======== Available data ========
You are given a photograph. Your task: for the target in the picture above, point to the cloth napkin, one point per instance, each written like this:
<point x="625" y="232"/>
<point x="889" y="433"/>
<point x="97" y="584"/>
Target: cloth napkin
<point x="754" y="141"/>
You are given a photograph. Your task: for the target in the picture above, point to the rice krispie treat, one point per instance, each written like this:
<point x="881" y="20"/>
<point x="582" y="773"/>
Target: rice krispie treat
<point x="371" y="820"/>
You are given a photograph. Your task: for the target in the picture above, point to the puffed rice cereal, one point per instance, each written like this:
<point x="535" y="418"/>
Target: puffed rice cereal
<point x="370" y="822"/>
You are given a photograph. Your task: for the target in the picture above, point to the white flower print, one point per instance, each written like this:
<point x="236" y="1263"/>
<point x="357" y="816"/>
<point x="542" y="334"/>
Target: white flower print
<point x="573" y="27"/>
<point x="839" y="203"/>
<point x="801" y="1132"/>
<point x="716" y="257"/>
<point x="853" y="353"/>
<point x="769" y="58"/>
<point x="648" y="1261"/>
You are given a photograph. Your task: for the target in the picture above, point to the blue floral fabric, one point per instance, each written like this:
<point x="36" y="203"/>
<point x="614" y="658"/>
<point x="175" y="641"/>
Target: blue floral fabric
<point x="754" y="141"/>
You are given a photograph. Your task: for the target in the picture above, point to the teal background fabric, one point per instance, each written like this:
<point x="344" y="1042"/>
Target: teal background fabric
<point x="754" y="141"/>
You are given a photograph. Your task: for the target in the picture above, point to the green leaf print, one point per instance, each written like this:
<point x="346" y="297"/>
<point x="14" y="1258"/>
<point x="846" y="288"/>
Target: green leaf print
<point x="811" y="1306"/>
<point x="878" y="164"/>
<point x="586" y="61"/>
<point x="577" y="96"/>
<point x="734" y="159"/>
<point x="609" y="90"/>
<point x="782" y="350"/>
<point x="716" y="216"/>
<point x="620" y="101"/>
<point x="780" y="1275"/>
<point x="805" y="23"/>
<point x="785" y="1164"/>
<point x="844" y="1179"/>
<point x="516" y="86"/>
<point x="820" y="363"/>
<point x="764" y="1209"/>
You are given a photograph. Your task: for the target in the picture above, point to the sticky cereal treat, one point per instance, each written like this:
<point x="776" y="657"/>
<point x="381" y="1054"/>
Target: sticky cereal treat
========
#### Requirement:
Rewrite all of the material above, swapping "photograph" for "image" everywhere it occurs and leaving every other word untouched.

#### Correct result:
You are given a image. Your task: for the target in the picture above, point to the cloth napkin, one point per instance, each written like this:
<point x="625" y="232"/>
<point x="889" y="433"/>
<point x="97" y="584"/>
Target: cloth napkin
<point x="754" y="141"/>
You are given a image. Your task: for the target in the picture above, point to the rice krispie treat, one point per instance, each written like this:
<point x="881" y="20"/>
<point x="582" y="773"/>
Target: rice krispie treat
<point x="371" y="820"/>
You are given a image. Your task: for the target in the picture above, point to the puffed rice cereal, one point per instance, each written like this:
<point x="535" y="418"/>
Target: puffed rice cereal
<point x="370" y="822"/>
You are given a image. Your task: for the target in the picture above, point to the white flower print, one point per instance, each written like this:
<point x="236" y="1263"/>
<point x="357" y="816"/>
<point x="542" y="334"/>
Target: white flower print
<point x="573" y="27"/>
<point x="839" y="203"/>
<point x="801" y="1132"/>
<point x="716" y="257"/>
<point x="853" y="353"/>
<point x="769" y="58"/>
<point x="648" y="1261"/>
You are given a image. Your task: for the target in the picture above, point to the blue floral fabric, one point per instance, each written like this:
<point x="36" y="203"/>
<point x="614" y="658"/>
<point x="175" y="641"/>
Target: blue floral fabric
<point x="754" y="141"/>
You are given a image. Your task: for the target in the picture above, point to the teal background fabric, one point per instance, each written like this:
<point x="344" y="1042"/>
Target: teal background fabric
<point x="754" y="141"/>
You are given a image. Your task: for the target in the picture above, point to the green leaf print, one point per instance, each written like this:
<point x="346" y="297"/>
<point x="14" y="1258"/>
<point x="846" y="288"/>
Target: green leaf print
<point x="811" y="1306"/>
<point x="878" y="164"/>
<point x="586" y="61"/>
<point x="577" y="96"/>
<point x="734" y="159"/>
<point x="609" y="90"/>
<point x="782" y="350"/>
<point x="716" y="216"/>
<point x="620" y="101"/>
<point x="780" y="1275"/>
<point x="805" y="23"/>
<point x="785" y="1164"/>
<point x="844" y="1179"/>
<point x="516" y="86"/>
<point x="820" y="363"/>
<point x="764" y="1209"/>
You are given a image. Your task: for the target in the picture above, point to the sticky cereal treat, one point per instance, each written like this:
<point x="776" y="657"/>
<point x="381" y="1054"/>
Target: sticky cereal treat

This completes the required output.